§ Extracted records
#####

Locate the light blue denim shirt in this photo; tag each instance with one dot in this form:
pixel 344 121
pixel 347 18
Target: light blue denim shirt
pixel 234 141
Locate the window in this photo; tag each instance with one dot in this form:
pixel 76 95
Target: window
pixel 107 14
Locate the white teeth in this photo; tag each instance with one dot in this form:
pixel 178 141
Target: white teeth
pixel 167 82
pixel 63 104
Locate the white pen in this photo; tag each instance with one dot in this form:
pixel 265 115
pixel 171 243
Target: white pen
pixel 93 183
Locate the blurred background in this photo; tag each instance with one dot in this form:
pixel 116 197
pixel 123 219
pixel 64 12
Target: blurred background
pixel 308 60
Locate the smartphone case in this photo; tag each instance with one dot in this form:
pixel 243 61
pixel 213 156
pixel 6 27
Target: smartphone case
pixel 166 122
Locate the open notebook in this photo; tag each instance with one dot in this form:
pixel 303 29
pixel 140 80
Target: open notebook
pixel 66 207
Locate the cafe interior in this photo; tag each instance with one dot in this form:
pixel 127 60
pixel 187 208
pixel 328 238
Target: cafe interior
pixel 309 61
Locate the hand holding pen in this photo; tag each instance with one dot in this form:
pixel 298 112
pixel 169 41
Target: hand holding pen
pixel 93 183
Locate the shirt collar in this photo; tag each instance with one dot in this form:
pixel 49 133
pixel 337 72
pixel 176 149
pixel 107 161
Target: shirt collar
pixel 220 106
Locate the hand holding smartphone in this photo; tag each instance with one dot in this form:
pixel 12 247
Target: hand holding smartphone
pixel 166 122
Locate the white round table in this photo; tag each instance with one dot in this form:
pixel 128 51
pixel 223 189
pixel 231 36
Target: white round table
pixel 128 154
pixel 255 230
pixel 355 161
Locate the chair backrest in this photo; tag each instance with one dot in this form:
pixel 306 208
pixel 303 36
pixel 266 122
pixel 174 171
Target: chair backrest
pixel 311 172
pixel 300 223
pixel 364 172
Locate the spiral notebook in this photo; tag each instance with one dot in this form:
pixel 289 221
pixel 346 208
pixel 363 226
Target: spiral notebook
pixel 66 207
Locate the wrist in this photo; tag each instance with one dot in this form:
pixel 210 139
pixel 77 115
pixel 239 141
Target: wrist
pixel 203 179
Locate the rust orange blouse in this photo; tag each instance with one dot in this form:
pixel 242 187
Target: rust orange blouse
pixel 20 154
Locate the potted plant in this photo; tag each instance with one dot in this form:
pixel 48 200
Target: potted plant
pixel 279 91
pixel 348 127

#####

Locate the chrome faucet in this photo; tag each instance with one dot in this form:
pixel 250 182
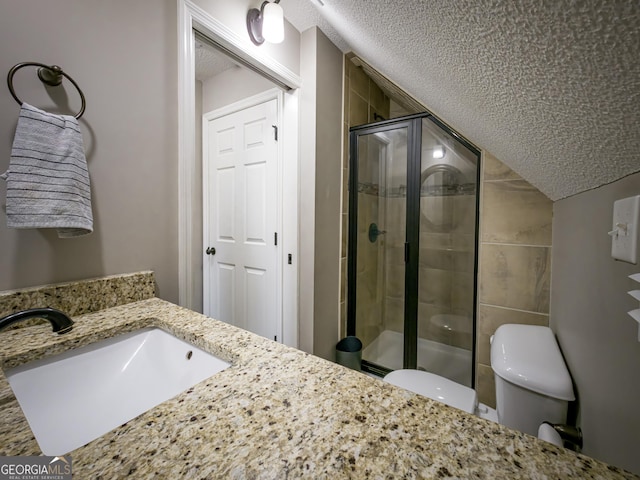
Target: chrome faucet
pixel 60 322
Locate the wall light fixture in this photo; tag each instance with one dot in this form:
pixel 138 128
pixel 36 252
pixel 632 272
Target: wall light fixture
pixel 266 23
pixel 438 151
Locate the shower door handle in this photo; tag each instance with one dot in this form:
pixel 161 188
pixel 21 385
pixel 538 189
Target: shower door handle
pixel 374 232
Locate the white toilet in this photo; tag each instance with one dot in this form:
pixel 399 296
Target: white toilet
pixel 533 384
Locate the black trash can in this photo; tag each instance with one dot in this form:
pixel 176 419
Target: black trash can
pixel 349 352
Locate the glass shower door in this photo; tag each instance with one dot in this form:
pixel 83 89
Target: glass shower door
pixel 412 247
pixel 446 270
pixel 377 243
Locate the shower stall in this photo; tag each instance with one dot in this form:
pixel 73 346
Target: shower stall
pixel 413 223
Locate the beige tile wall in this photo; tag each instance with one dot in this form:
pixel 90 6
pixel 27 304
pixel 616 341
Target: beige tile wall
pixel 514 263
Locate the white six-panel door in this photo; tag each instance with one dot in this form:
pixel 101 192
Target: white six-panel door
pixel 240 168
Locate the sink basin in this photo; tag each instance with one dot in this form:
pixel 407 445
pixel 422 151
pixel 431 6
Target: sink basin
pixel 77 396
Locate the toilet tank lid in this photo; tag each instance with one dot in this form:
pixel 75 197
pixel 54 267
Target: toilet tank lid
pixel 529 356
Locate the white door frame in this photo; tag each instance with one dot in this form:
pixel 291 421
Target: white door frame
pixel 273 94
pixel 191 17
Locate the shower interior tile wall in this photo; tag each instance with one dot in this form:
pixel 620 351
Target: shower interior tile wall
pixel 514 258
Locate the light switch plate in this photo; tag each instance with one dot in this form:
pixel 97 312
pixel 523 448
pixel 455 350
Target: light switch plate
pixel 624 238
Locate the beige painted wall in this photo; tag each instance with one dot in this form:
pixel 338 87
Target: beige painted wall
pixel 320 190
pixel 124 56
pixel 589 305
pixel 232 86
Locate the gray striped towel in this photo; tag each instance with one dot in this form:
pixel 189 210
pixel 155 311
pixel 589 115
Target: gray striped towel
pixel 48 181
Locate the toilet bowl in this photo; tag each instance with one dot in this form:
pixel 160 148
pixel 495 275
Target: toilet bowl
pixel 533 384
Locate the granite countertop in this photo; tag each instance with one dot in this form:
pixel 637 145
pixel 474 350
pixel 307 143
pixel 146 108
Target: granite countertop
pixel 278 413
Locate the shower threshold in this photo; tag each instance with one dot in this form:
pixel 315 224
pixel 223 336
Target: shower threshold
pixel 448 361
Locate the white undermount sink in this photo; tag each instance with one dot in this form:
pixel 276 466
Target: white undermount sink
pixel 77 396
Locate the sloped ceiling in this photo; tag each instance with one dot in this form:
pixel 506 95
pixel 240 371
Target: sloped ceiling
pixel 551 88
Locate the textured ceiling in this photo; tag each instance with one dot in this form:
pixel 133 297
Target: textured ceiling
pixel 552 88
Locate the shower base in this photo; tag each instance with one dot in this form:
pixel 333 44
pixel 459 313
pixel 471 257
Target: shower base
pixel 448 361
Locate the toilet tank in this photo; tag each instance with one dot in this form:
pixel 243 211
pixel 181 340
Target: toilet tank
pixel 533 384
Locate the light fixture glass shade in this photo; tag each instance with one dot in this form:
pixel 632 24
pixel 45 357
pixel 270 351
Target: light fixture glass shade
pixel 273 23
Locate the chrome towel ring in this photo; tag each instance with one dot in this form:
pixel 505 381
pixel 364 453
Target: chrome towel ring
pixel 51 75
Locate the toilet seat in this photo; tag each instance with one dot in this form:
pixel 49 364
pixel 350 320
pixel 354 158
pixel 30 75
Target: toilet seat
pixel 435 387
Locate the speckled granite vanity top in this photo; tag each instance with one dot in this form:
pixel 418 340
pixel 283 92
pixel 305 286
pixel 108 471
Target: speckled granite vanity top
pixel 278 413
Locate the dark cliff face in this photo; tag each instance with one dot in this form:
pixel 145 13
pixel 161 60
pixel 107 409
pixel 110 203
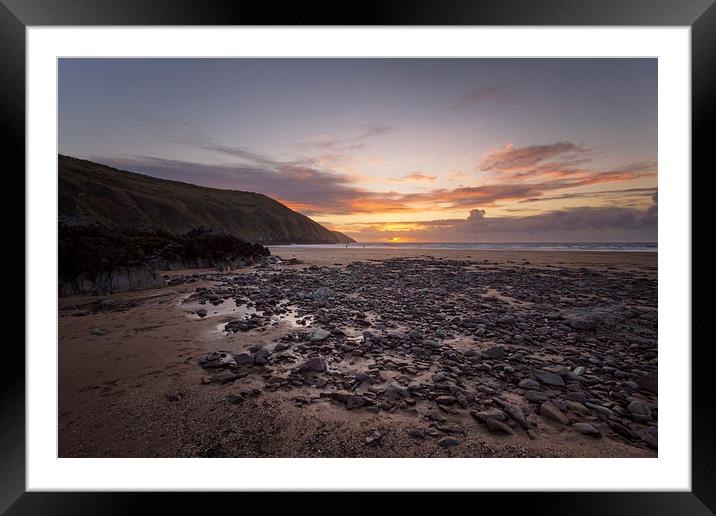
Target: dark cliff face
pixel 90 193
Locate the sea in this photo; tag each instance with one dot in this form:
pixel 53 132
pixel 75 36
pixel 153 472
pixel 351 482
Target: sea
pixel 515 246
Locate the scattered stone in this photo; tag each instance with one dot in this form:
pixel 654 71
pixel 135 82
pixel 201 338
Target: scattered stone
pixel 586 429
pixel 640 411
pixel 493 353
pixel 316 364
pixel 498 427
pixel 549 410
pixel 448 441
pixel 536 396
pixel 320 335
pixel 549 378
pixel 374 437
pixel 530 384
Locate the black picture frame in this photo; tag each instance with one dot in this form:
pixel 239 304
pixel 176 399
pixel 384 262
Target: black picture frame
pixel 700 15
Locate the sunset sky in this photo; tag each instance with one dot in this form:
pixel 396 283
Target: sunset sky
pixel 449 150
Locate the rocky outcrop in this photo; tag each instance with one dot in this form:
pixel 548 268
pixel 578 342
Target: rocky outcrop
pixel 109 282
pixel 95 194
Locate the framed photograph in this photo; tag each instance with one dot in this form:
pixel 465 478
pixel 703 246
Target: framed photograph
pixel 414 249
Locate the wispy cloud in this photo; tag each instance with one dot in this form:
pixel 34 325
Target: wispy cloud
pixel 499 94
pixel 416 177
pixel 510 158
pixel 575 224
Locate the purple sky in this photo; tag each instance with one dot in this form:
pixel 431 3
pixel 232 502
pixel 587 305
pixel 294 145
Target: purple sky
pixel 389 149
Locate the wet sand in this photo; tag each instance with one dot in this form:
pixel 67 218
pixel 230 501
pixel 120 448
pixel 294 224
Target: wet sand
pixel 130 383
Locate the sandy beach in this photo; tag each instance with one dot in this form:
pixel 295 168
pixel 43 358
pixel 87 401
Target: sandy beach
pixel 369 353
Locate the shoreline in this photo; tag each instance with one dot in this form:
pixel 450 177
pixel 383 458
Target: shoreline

#####

Please copy, exactly and with nothing else, the lines above beginning at the line that has "Target: sandy beach" and ending with the line that has "Target: shoreline".

§ Answer to the exercise
Target: sandy beach
pixel 369 353
Locate the shoreline in this photo; tag each instance with one dot in this form:
pixel 450 177
pixel 383 458
Target: shoreline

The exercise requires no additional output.